AIM OF THE TASK:
Rescale the material below by reproducing it in full, multiplying every point coordinate in the answers by 2.55 and rounding each result to a whole number, with halves rounded up. Leave all other text unchanged, including the sample coordinate pair in the format description.

(Saved entries)

+++++

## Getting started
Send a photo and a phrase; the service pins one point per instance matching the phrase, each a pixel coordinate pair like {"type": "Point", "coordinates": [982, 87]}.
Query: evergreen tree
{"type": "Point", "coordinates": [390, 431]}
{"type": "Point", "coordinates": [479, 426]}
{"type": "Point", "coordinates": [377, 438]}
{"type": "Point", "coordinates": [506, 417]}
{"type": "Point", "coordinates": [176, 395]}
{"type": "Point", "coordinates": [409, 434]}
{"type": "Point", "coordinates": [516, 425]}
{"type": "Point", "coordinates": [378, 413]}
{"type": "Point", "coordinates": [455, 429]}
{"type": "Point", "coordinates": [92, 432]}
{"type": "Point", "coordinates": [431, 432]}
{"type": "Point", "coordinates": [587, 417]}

+++++

RESPONSE TO THIS TASK:
## Getting started
Send a photo and a phrase; the service pins one point per instance matching the phrase, each a pixel coordinate pair like {"type": "Point", "coordinates": [982, 87]}.
Query: evergreen tree
{"type": "Point", "coordinates": [995, 1099]}
{"type": "Point", "coordinates": [1221, 1086]}
{"type": "Point", "coordinates": [961, 1117]}
{"type": "Point", "coordinates": [1290, 1063]}
{"type": "Point", "coordinates": [449, 1007]}
{"type": "Point", "coordinates": [1043, 1107]}
{"type": "Point", "coordinates": [1316, 1084]}
{"type": "Point", "coordinates": [964, 1053]}
{"type": "Point", "coordinates": [1160, 1094]}
{"type": "Point", "coordinates": [235, 1102]}
{"type": "Point", "coordinates": [1099, 1102]}
{"type": "Point", "coordinates": [1497, 1063]}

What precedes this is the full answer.